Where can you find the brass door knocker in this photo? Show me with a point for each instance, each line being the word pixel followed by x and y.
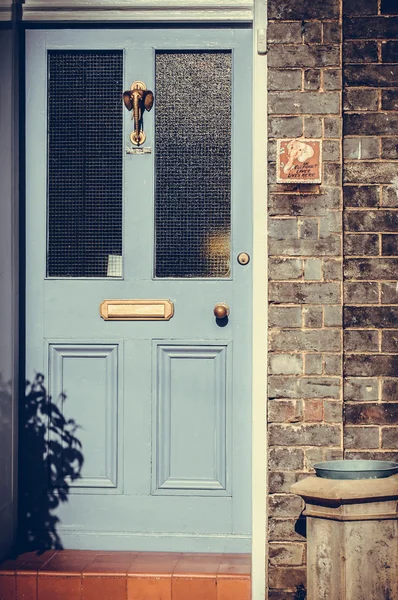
pixel 138 99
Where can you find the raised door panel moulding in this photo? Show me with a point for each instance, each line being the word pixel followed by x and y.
pixel 138 10
pixel 83 382
pixel 192 415
pixel 5 10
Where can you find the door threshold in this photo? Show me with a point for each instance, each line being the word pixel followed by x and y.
pixel 91 574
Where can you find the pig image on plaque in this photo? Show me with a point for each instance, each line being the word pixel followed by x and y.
pixel 299 161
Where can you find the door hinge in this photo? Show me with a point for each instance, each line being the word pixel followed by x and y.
pixel 261 41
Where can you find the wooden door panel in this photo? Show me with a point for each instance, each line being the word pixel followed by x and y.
pixel 191 427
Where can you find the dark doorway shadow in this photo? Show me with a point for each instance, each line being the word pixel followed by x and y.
pixel 50 459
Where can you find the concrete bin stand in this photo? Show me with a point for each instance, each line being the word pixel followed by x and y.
pixel 352 538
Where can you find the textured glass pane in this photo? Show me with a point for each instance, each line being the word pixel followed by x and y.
pixel 193 164
pixel 85 164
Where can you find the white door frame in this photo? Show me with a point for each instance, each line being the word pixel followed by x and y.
pixel 260 313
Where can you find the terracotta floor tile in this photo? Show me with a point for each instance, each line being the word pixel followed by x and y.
pixel 112 563
pixel 58 588
pixel 8 567
pixel 148 588
pixel 198 564
pixel 7 587
pixel 154 563
pixel 104 588
pixel 26 587
pixel 71 563
pixel 237 565
pixel 233 589
pixel 186 588
pixel 32 561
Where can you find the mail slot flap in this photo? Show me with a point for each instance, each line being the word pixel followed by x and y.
pixel 137 310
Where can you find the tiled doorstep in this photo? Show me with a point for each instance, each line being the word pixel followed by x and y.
pixel 87 575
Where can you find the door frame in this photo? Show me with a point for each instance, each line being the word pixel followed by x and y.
pixel 259 262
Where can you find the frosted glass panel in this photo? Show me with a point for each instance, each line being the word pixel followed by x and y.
pixel 193 164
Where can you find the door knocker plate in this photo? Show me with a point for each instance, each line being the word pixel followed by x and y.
pixel 136 310
pixel 138 99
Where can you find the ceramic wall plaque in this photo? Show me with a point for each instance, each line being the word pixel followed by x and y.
pixel 299 161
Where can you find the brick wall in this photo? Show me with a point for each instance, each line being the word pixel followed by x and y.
pixel 305 273
pixel 306 298
pixel 370 59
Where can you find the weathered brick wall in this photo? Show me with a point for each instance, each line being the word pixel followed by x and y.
pixel 305 272
pixel 306 249
pixel 371 228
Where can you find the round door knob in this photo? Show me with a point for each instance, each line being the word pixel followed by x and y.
pixel 221 310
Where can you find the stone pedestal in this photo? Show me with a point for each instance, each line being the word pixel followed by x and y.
pixel 352 538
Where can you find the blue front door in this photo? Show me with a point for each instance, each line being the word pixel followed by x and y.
pixel 130 247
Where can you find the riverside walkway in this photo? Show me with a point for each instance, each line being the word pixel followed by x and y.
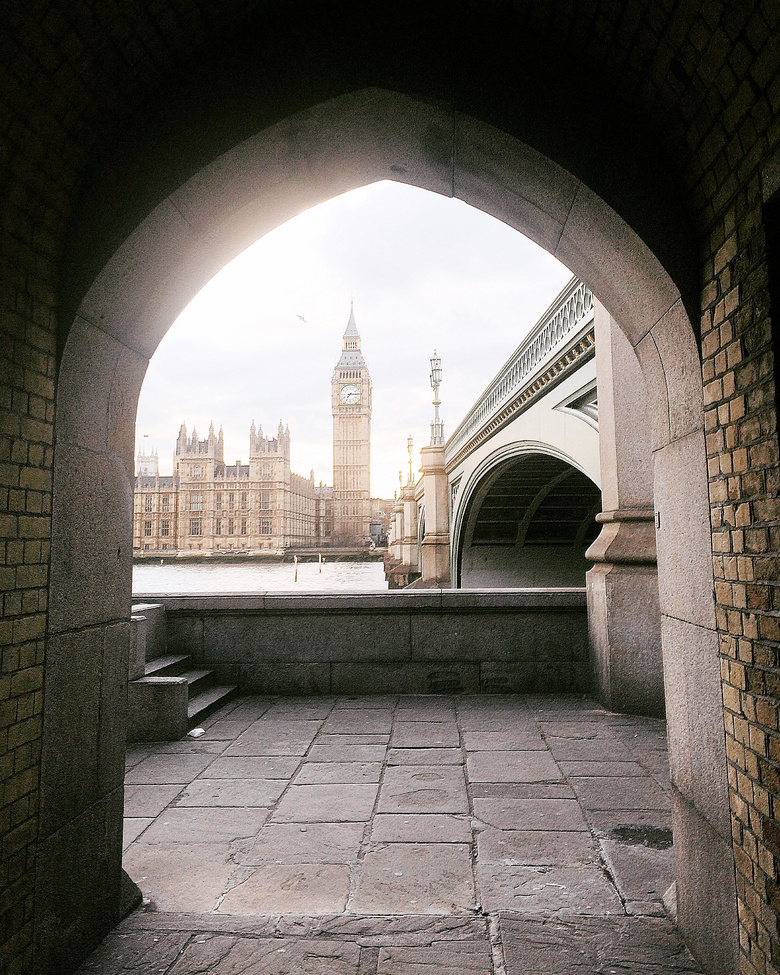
pixel 401 836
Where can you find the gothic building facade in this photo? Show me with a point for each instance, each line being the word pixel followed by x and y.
pixel 210 507
pixel 351 406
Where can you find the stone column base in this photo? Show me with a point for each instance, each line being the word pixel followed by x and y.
pixel 624 616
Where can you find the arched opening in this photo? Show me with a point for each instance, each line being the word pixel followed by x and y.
pixel 166 257
pixel 528 525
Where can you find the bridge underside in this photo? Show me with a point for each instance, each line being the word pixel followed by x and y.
pixel 530 524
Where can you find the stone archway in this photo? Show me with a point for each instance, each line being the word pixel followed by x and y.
pixel 163 261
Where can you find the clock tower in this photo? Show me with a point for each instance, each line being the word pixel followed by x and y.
pixel 351 405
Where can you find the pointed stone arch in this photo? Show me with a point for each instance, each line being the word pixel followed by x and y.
pixel 164 259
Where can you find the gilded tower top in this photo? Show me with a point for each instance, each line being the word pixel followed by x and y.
pixel 351 356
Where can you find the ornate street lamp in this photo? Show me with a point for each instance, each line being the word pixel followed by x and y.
pixel 437 427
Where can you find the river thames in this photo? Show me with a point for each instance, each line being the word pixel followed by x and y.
pixel 219 577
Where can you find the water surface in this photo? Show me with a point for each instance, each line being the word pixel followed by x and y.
pixel 218 577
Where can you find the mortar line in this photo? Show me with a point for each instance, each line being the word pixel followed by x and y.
pixel 473 850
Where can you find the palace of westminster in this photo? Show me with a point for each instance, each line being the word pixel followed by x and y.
pixel 210 507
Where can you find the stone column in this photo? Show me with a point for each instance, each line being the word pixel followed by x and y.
pixel 624 618
pixel 436 542
pixel 409 540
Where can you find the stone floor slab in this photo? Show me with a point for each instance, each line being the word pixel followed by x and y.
pixel 547 890
pixel 604 822
pixel 512 766
pixel 143 951
pixel 231 955
pixel 358 722
pixel 252 767
pixel 496 741
pixel 619 793
pixel 312 773
pixel 242 793
pixel 425 756
pixel 340 752
pixel 587 945
pixel 168 769
pixel 417 734
pixel 289 888
pixel 227 730
pixel 641 873
pixel 204 826
pixel 521 790
pixel 514 847
pixel 310 843
pixel 416 828
pixel 257 747
pixel 132 829
pixel 531 843
pixel 588 750
pixel 326 804
pixel 417 878
pixel 441 958
pixel 348 739
pixel 531 814
pixel 423 788
pixel 603 769
pixel 149 800
pixel 181 876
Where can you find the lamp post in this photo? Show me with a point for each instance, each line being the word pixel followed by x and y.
pixel 437 427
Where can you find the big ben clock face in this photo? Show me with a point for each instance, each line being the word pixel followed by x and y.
pixel 349 394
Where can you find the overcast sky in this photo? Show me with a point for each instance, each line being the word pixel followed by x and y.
pixel 261 340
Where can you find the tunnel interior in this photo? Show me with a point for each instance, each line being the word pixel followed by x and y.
pixel 529 524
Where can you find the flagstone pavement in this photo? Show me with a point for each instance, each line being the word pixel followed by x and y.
pixel 400 836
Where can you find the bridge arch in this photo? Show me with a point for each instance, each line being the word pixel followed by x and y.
pixel 165 257
pixel 502 536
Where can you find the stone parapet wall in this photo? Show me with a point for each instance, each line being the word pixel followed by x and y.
pixel 440 641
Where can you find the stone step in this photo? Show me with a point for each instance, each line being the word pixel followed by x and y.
pixel 202 705
pixel 167 665
pixel 198 681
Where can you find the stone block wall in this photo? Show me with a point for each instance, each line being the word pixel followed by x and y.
pixel 449 642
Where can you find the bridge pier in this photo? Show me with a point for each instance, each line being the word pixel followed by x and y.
pixel 624 617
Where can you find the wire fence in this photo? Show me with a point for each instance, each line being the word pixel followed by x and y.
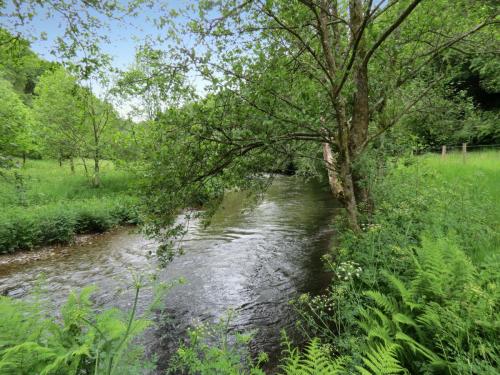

────────────────

#### Challenge:
Reproduce, word for word, the part of the listing that opens with the line containing "Where can you find the lamp" and runs through the end of the listing. Leave the pictures out of your answer.

#### Complete answer:
Where can you find the lamp post in this photo? Show me with a point for each instance, each line being the word pixel followed by x and y.
pixel 437 427
Where can you find the big ben clock face in this photo? Show me with a point for each instance, each line being the word pixel followed by x and y.
pixel 349 394
Where can you find the overcast sky in this photo? Show me with a point for each instance, each line being the word pixel followed by x and y.
pixel 261 340
Where can you find the tunnel interior in this photo? Show me with a point for each instance, each line being the word pixel followed by x and y.
pixel 529 524
Where can you find the flagstone pavement in this photo? Show me with a point for each instance, each line being the word pixel followed by x and y.
pixel 400 836
Where can you find the bridge arch in this photo? Show me with a point for each instance, each line being the word pixel followed by x and y.
pixel 165 257
pixel 502 536
Where can you find the stone parapet wall in this photo? Show me with a point for each instance, each line being the word pixel followed by x and y.
pixel 440 641
Where can you find the stone step in this photo? Show me with a point for each instance, each line being the word pixel followed by x and y.
pixel 202 705
pixel 167 665
pixel 198 681
Where can you find the stone block wall in this photo? Show me with a point for each instance, each line being the word pixel followed by x and y.
pixel 449 642
Where can you find the bridge pier in this photo? Show me with a point for each instance, each line being the word pixel followed by x and y.
pixel 624 617
Where can you find the wire fence in this photo? Show me with a point for each instance, each line being the word pixel followed by x and y.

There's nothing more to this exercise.